TASKS FOR THIS EXERCISE:
**1.** Copy out the stretch of the core exercise piece from "3) Forget to" through "performed more efficiently.".
**2.** In the core exercise piece, shorten the paragraph that begins "There seems to be a misconception" to two sentences, keeping its main points.

### TEXT EXCERPT ###

Here are my top 8 errors made during core exercises:

1) Back flat to the ground

Traditional core classes teach flattening your lower back to the mat to perform the exercise. This is not your back’s natural position as we have curves in our spine for a reason, therefore exercising them flattened does not optimise the muscles when we stand up and the curves are present.

Research has also shown that your core muscles work the best when in your neutral spinal position e.g. when maintaining the natural curve in your back and having a small “grape sized” space between your spine and the mat/floor (Sapsford et al. 2009).

2) Starting at the hardest level of core exercise

There seems to be a misconception of “no pain no gain” around exercising and therefore some people often rush in to the highest level of exercise just to feel the burn and hope for the best results. This actually has the opposite effect. If you cannot activate the correct muscles and maintain optimal technique and position, then you are unlikely to achieve results and more likely to compensate by using different muscle groups from those you wish to exercise.

3) Forget to engage core and pelvic floor prior to exercise

These two concepts are so essential! All of our exercises should begin with engaging your core and lifting pelvic floor. This provides support and stability to your “powerhouse”. Ensuring this stability means your trunk is fully supported, reducing risk of injury, and providing extra support so that your exercise may be performed more efficiently.

4) Using momentum 

Sit ups and “crunches” have traditionally been performed with the aim to commence lying down and then “sit up” fully. To do this momentum is often used and the upper body is forced upwards through the elbows/arms and chest. This does not recruit the core muscles correctly because the driving force is from the upper body, not the core. The back often flattens to the ground during this type of exercise too (see No. 1 again for why this is wrong).

### LISTED RECORDS ###

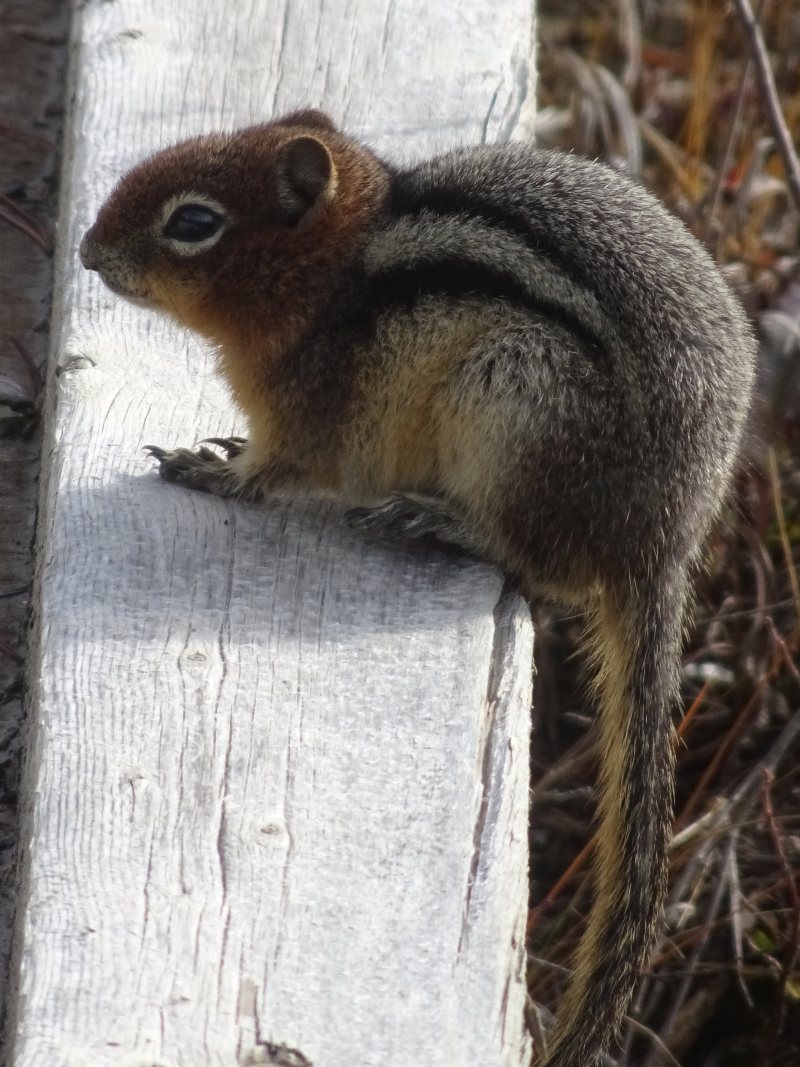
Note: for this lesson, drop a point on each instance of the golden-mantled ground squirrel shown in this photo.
(522, 351)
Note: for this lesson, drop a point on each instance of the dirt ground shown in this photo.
(33, 48)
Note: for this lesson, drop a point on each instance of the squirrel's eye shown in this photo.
(192, 222)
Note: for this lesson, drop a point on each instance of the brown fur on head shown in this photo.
(230, 233)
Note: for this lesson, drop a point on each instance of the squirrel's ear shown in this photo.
(304, 173)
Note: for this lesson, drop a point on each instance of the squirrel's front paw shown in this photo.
(202, 468)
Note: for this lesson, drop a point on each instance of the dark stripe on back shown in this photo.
(406, 198)
(458, 279)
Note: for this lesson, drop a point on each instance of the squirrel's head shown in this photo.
(207, 227)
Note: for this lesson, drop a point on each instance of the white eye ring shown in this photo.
(191, 248)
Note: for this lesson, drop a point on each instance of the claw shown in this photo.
(232, 446)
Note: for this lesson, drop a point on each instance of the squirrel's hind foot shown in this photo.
(411, 515)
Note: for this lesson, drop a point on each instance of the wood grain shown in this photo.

###

EXERCISE SOLUTIONS:
**1.**
3) Forget to engage core and pelvic floor prior to exercise

These two concepts are so essential! All of our exercises should begin with engaging your core and lifting pelvic floor. This provides support and stability to your “powerhouse”. Ensuring this stability means your trunk is fully supported, reducing risk of injury, and providing extra support so that your exercise may be performed more efficiently.

**2.** Believing in "no pain no gain," some people jump straight to the hardest level of core exercise to feel the burn and hope for the best results, but this has the opposite effect. If you can't activate the right muscles and keep good technique and position, you're unlikely to get results and more likely to compensate with other muscle groups than the ones you mean to work.